Extrait du document
<<<<

Cette biographie est un prétexte pour raconter la Russie de l’époque et intéresser le grand public à cette période, poursuit Alexandre Sumpf. Pour éviter une biographie plan-plan, rendre vivante cette figure et redonner du récit, il ponctue l’ouvrage de textes de Lénine qu’il a lui-même retraduits évitant ainsi les torsions communistes. Je ne me contente pas de digérer Lénine et de le donner à la béquée, j’invite le lecteur à entrer dans sa pensée.

Un « has-been » méprisé

Deux ans de recherches ont été nécessaires à Alexandre Sumpf pour rédiger le livre. L’avantage, c’est que les textes qu’il a écrits sont accessibles en ligne, j’ai laissé de côté les grandes bibliographies pour ne pas être influencé.

>>>>

Données extraites
<<<<

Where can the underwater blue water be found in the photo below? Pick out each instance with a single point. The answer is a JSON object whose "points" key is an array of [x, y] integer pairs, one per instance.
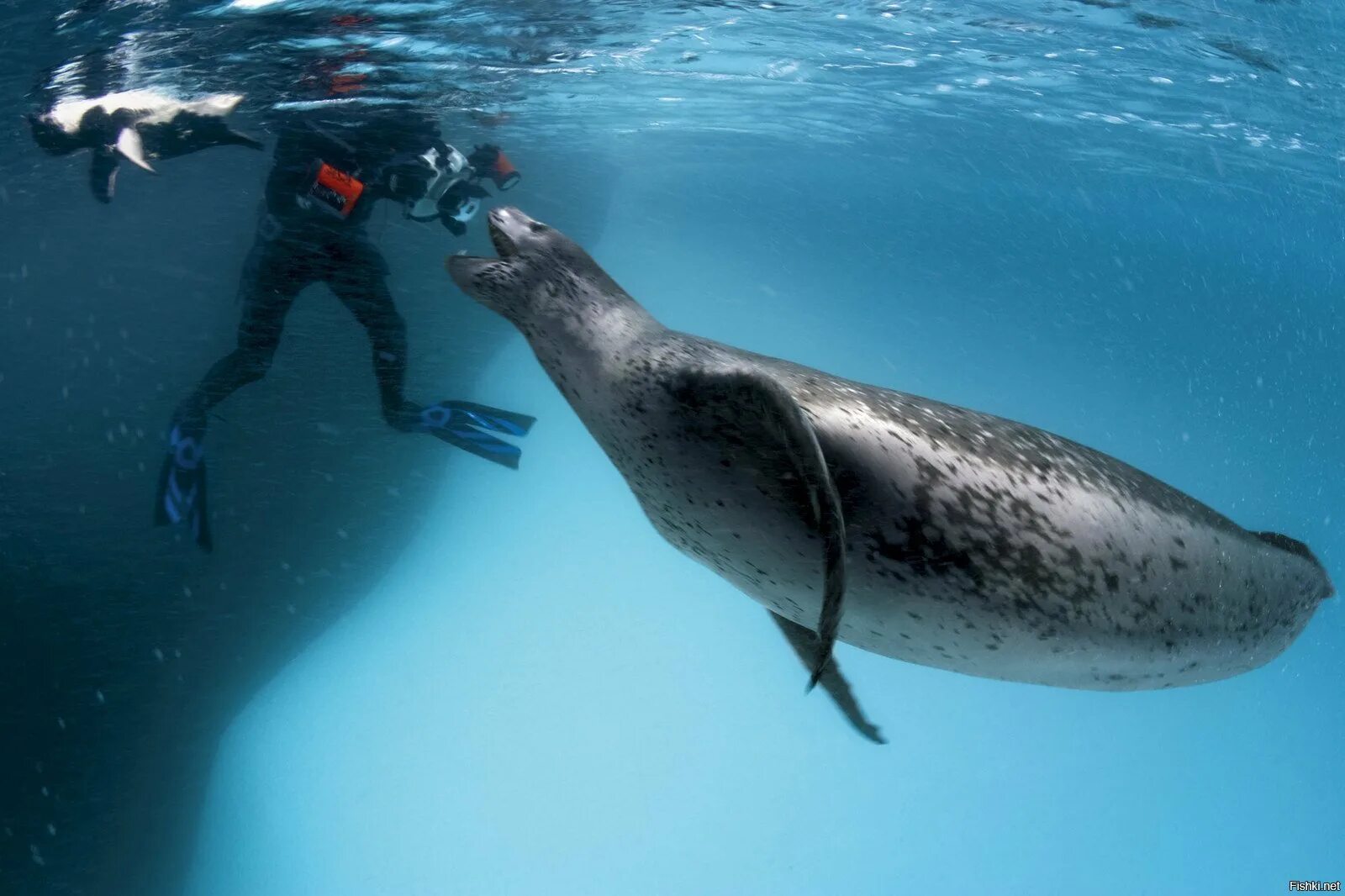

>>>>
<<<<

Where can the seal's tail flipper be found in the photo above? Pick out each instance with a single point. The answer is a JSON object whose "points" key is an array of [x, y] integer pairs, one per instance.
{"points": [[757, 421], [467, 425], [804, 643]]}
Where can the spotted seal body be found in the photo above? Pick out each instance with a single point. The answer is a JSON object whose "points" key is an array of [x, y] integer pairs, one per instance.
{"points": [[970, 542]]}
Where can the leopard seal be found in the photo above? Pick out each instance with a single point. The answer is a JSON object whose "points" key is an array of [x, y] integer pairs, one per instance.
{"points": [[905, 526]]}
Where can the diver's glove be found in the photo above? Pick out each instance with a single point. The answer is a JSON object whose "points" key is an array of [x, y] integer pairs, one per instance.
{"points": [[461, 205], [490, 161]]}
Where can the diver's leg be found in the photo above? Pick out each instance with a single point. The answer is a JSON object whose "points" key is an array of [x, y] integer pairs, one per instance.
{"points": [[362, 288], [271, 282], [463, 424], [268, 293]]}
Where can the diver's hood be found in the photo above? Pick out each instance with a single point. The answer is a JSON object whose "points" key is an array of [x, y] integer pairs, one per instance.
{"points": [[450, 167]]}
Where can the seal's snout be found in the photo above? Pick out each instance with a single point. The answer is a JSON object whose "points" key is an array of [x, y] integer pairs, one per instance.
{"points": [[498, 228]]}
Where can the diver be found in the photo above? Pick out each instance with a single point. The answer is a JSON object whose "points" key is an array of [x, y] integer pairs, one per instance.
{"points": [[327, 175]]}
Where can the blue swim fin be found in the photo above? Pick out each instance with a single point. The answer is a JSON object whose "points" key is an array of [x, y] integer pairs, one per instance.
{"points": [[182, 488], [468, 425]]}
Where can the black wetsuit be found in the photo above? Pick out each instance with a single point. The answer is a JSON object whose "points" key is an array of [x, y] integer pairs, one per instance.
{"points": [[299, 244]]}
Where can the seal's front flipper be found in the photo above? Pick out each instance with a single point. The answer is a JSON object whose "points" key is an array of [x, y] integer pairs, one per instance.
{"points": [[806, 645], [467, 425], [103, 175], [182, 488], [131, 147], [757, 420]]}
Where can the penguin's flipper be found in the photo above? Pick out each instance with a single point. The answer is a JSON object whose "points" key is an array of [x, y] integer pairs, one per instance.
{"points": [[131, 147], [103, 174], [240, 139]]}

>>>>

Consigne
Recopiez à l'identique, dans l'extrait sur la biographie de Lénine, tout le passage qui va de « Cette biographie est » jusqu'à « dans sa pensée. ».

Solution proposée
Cette biographie est un prétexte pour raconter la Russie de l’époque et intéresser le grand public à cette période, poursuit Alexandre Sumpf. Pour éviter une biographie plan-plan, rendre vivante cette figure et redonner du récit, il ponctue l’ouvrage de textes de Lénine qu’il a lui-même retraduits évitant ainsi les torsions communistes. Je ne me contente pas de digérer Lénine et de le donner à la béquée, j’invite le lecteur à entrer dans sa pensée.